Task to complete: Nothing in the data may be omitted; output it all verbatim.
** Opening Listed entries block **
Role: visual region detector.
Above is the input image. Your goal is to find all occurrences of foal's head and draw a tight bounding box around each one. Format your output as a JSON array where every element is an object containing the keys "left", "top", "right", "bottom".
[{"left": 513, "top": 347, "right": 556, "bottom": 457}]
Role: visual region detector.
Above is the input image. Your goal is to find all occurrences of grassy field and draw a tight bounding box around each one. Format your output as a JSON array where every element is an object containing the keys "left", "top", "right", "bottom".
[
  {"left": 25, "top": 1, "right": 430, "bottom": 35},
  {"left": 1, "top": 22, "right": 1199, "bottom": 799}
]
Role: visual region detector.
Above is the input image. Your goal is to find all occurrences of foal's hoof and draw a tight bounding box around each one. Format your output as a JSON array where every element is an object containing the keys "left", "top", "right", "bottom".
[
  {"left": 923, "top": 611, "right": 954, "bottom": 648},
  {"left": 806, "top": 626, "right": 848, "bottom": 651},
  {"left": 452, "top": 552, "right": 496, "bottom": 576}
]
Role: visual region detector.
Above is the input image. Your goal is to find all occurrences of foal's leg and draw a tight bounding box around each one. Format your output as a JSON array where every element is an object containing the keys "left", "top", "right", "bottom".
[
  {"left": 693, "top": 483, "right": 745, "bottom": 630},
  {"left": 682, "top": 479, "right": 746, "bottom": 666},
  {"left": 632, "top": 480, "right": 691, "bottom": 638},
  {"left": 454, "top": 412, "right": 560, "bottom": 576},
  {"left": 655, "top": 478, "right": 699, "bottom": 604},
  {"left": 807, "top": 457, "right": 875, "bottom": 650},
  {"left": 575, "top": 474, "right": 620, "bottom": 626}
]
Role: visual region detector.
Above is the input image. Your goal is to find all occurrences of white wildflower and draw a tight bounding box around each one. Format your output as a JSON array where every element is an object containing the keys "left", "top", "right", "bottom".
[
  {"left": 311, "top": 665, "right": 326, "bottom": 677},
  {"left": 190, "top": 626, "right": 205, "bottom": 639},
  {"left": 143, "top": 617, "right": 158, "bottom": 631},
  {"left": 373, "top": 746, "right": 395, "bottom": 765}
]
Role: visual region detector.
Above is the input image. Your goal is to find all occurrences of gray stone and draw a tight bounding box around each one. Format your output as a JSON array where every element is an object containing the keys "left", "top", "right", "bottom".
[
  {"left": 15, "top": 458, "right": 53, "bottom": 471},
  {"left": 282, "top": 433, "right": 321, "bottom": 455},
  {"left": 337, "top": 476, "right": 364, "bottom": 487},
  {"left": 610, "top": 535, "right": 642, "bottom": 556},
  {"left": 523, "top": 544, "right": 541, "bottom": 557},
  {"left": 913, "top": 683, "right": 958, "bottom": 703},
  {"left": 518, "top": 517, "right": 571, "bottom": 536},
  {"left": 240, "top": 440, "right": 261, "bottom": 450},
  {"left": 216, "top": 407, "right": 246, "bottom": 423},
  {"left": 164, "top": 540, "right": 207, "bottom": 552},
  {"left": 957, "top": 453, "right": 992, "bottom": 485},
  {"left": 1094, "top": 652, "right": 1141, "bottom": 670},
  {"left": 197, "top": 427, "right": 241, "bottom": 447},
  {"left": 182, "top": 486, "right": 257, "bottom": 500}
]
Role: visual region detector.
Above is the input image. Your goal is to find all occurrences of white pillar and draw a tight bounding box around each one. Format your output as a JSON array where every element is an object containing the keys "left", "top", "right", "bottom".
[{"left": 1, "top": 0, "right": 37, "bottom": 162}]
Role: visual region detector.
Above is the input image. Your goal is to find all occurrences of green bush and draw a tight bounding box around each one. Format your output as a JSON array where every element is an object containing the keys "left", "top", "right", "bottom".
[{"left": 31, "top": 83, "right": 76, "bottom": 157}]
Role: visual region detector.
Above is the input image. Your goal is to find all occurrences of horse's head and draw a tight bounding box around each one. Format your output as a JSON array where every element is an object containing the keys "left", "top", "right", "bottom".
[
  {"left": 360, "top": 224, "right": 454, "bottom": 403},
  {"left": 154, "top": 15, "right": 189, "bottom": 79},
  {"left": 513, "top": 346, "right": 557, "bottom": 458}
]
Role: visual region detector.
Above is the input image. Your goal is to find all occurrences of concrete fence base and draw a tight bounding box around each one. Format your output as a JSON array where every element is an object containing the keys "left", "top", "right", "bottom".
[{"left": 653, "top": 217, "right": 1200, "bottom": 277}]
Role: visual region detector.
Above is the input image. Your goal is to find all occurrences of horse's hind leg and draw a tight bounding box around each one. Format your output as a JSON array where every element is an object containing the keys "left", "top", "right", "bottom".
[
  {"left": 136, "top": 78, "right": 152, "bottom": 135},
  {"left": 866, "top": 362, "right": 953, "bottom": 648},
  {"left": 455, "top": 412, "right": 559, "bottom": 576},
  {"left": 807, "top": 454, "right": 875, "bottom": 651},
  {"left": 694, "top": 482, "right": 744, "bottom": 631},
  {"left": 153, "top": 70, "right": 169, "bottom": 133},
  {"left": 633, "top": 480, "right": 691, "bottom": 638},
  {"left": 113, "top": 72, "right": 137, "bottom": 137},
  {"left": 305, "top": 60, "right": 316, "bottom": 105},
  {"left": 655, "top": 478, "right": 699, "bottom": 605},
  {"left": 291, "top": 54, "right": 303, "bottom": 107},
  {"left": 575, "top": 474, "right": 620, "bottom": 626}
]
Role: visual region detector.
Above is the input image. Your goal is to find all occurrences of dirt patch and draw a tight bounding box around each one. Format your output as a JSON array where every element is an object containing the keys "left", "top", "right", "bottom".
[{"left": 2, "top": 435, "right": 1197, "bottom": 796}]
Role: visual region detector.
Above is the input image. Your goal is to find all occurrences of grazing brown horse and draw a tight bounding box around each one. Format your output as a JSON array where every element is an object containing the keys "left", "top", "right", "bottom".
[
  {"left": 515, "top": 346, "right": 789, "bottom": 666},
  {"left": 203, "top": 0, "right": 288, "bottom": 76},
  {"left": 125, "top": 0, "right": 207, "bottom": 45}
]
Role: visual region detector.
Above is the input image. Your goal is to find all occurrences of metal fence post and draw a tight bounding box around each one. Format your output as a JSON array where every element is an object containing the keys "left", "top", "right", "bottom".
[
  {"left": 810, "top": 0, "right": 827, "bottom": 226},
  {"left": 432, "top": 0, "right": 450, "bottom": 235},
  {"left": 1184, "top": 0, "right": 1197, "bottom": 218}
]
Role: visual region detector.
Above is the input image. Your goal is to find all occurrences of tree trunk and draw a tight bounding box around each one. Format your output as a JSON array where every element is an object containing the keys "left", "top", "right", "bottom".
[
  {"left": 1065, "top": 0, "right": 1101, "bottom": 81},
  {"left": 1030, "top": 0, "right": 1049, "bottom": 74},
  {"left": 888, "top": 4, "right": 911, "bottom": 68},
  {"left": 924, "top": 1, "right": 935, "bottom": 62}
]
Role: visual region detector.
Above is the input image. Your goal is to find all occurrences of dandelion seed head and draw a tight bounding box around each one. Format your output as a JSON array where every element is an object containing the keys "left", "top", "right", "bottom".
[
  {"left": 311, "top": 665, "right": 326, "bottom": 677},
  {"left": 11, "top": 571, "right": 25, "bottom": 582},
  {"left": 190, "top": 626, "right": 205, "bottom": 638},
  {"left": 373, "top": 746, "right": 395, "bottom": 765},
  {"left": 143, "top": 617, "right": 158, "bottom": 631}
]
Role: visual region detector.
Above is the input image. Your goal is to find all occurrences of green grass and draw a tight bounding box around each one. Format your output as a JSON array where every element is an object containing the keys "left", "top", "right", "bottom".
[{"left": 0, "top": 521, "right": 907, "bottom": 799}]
** Closing Listed entries block **
Answer for the task:
Role: visual region detector.
Above is the input image. Your goal is to find all occurrences of foal's head and draw a tight bounding box around each one. Format your output as a JSON array where every element is an object containing the keys "left", "top", "right", "bottom".
[{"left": 513, "top": 347, "right": 556, "bottom": 457}]
Role: visual region detector.
Above is the input image. Your goal is to find all occurrences of grassy field and draw a tight bounding box around each one. Format your output as a JSON array where every element is an object containing the keys "left", "top", "right", "bottom".
[
  {"left": 25, "top": 1, "right": 430, "bottom": 35},
  {"left": 1, "top": 22, "right": 1199, "bottom": 799}
]
Role: visual region detector.
Above is the input image. Your goal is to find all occurrences of foal's hoof and draw a tight bounding box around each one. Format your output as a JSON array where every element is an object containing the keys "left", "top", "right", "bottom".
[
  {"left": 923, "top": 611, "right": 954, "bottom": 648},
  {"left": 806, "top": 626, "right": 848, "bottom": 651},
  {"left": 452, "top": 552, "right": 496, "bottom": 576}
]
Role: visual region detector.
Above is the input image. Your goal is to find all occurrences of foal's leg and draw a tight bounding box around each one. Format your output as a JSON array where every element is an object containing the keys "left", "top", "right", "bottom".
[
  {"left": 693, "top": 483, "right": 745, "bottom": 630},
  {"left": 682, "top": 479, "right": 746, "bottom": 666},
  {"left": 632, "top": 480, "right": 691, "bottom": 638},
  {"left": 454, "top": 412, "right": 560, "bottom": 576},
  {"left": 655, "top": 478, "right": 699, "bottom": 604},
  {"left": 807, "top": 457, "right": 875, "bottom": 650},
  {"left": 575, "top": 474, "right": 620, "bottom": 626}
]
Role: visual region detector.
Above is the input image. Your goal is to find all occurrences of white wildflower and draw a tight bounding box around each one. Format your output as a JSON array where every element is an object containing the keys "left", "top", "right", "bottom".
[
  {"left": 311, "top": 665, "right": 326, "bottom": 677},
  {"left": 190, "top": 626, "right": 205, "bottom": 639},
  {"left": 143, "top": 617, "right": 158, "bottom": 631},
  {"left": 373, "top": 746, "right": 395, "bottom": 765}
]
Role: visual region detector.
Above is the input image. Your goal is to find all occurrences of gray stone and draw a tight bounding box around each one. Format your output as a JSON array where every element is an object containing the keys "left", "top", "right", "bottom".
[
  {"left": 15, "top": 458, "right": 53, "bottom": 471},
  {"left": 282, "top": 433, "right": 321, "bottom": 455},
  {"left": 337, "top": 476, "right": 364, "bottom": 487},
  {"left": 610, "top": 535, "right": 642, "bottom": 556},
  {"left": 523, "top": 544, "right": 541, "bottom": 557},
  {"left": 913, "top": 683, "right": 958, "bottom": 703},
  {"left": 518, "top": 517, "right": 571, "bottom": 536},
  {"left": 240, "top": 440, "right": 261, "bottom": 450},
  {"left": 216, "top": 407, "right": 246, "bottom": 423},
  {"left": 164, "top": 540, "right": 207, "bottom": 552},
  {"left": 957, "top": 453, "right": 992, "bottom": 485},
  {"left": 1094, "top": 652, "right": 1141, "bottom": 670},
  {"left": 197, "top": 427, "right": 241, "bottom": 447},
  {"left": 182, "top": 486, "right": 257, "bottom": 500}
]
Role: visual region detector.
Above is the input image. Your goal is to find all occurrences of white pillar and draw a tight bounding box around each one. Format your output as a JSON array where every element is an object containing the keys "left", "top", "right", "bottom".
[{"left": 1, "top": 0, "right": 37, "bottom": 162}]
Role: visual region detector.
Above is the input image. Your goal is to find all occurrences of green bush and draw a tight bounding box around each one. Format your output as a JSON array where every element is an object containing the keys "left", "top", "right", "bottom".
[{"left": 31, "top": 83, "right": 76, "bottom": 157}]
Role: visual region detector.
Above is the input image. Your goal is to find all occurrences of horse's head and draw a tight bounding box around each one. Format your output as a JSON array where every element is an object containing the keys "left", "top", "right", "bottom".
[
  {"left": 360, "top": 224, "right": 454, "bottom": 403},
  {"left": 154, "top": 15, "right": 189, "bottom": 79},
  {"left": 513, "top": 346, "right": 557, "bottom": 458}
]
Role: visual region detector.
Above is the input image. Your goal is to find all occurrences of concrete fence base and draw a tight bounding box around each one. Format your output as a JSON array where every element is an object containing the keys "left", "top", "right", "bottom".
[{"left": 653, "top": 217, "right": 1200, "bottom": 277}]
Role: visual region detector.
Above is the input image. Your goal is to find all occurrences of horse's hind leg and draw a tight bounding box around each one. Format your output as a JSON array where every element is an object containing the keys "left", "top", "right", "bottom".
[
  {"left": 136, "top": 78, "right": 152, "bottom": 135},
  {"left": 866, "top": 362, "right": 953, "bottom": 648},
  {"left": 455, "top": 412, "right": 559, "bottom": 576},
  {"left": 807, "top": 454, "right": 875, "bottom": 651},
  {"left": 694, "top": 482, "right": 744, "bottom": 631},
  {"left": 153, "top": 70, "right": 169, "bottom": 133},
  {"left": 633, "top": 480, "right": 691, "bottom": 638},
  {"left": 113, "top": 72, "right": 137, "bottom": 137},
  {"left": 305, "top": 60, "right": 316, "bottom": 105},
  {"left": 655, "top": 478, "right": 699, "bottom": 605},
  {"left": 291, "top": 54, "right": 303, "bottom": 107},
  {"left": 575, "top": 474, "right": 620, "bottom": 626}
]
Role: visual region detector.
Above is the input image. Your goal is to find all occurrences of dirt patch and draw a tight bounding box around each one. Format your output as a JSON array where every element is an object containing the keys "left", "top", "right", "bottom".
[{"left": 2, "top": 435, "right": 1197, "bottom": 796}]
Role: visual region detector.
Above is the input image. Your goal is to find all occurrences of grazing brown horse and draw a tight bounding box around each one. Format your output as a JSON array where every element is an object containing the keys "left", "top", "right", "bottom".
[
  {"left": 515, "top": 346, "right": 789, "bottom": 666},
  {"left": 203, "top": 0, "right": 288, "bottom": 76},
  {"left": 125, "top": 0, "right": 207, "bottom": 45}
]
Role: visual region detector.
Above is the input image. Your goal is to find all occurrences of metal fence post and draw a tight bounding box around each one. Format your output as a JSON array where every element is an object containing the keys "left", "top", "right", "bottom".
[
  {"left": 810, "top": 0, "right": 827, "bottom": 226},
  {"left": 432, "top": 0, "right": 450, "bottom": 235},
  {"left": 1184, "top": 0, "right": 1197, "bottom": 218}
]
Role: visual region detector.
Above is the input image. Your goal is to find all occurrences of tree trunk and draw a tight bounding box around each one. Format your output as a JSON array where every element is an object containing the keys "left", "top", "right", "bottom".
[
  {"left": 1065, "top": 0, "right": 1101, "bottom": 81},
  {"left": 1030, "top": 0, "right": 1049, "bottom": 74},
  {"left": 888, "top": 4, "right": 911, "bottom": 68},
  {"left": 924, "top": 1, "right": 935, "bottom": 62}
]
Role: visual region detector.
Above is the input image. Your goal is to find all occurrences of dandelion seed head and draw a tight bounding box around each one. Format your output as a JSON array where every element is an object containing the keys "left", "top", "right", "bottom".
[
  {"left": 311, "top": 665, "right": 326, "bottom": 677},
  {"left": 11, "top": 571, "right": 25, "bottom": 582},
  {"left": 190, "top": 626, "right": 205, "bottom": 638},
  {"left": 373, "top": 746, "right": 395, "bottom": 765},
  {"left": 143, "top": 617, "right": 158, "bottom": 631}
]
Role: visual region detector.
Above is the input image. Your goal is to find all occurrences of green grass and draw a tight bounding box around each one. Format your output as a JSON array where every element is an object containing the keys "left", "top", "right", "bottom".
[{"left": 0, "top": 521, "right": 907, "bottom": 799}]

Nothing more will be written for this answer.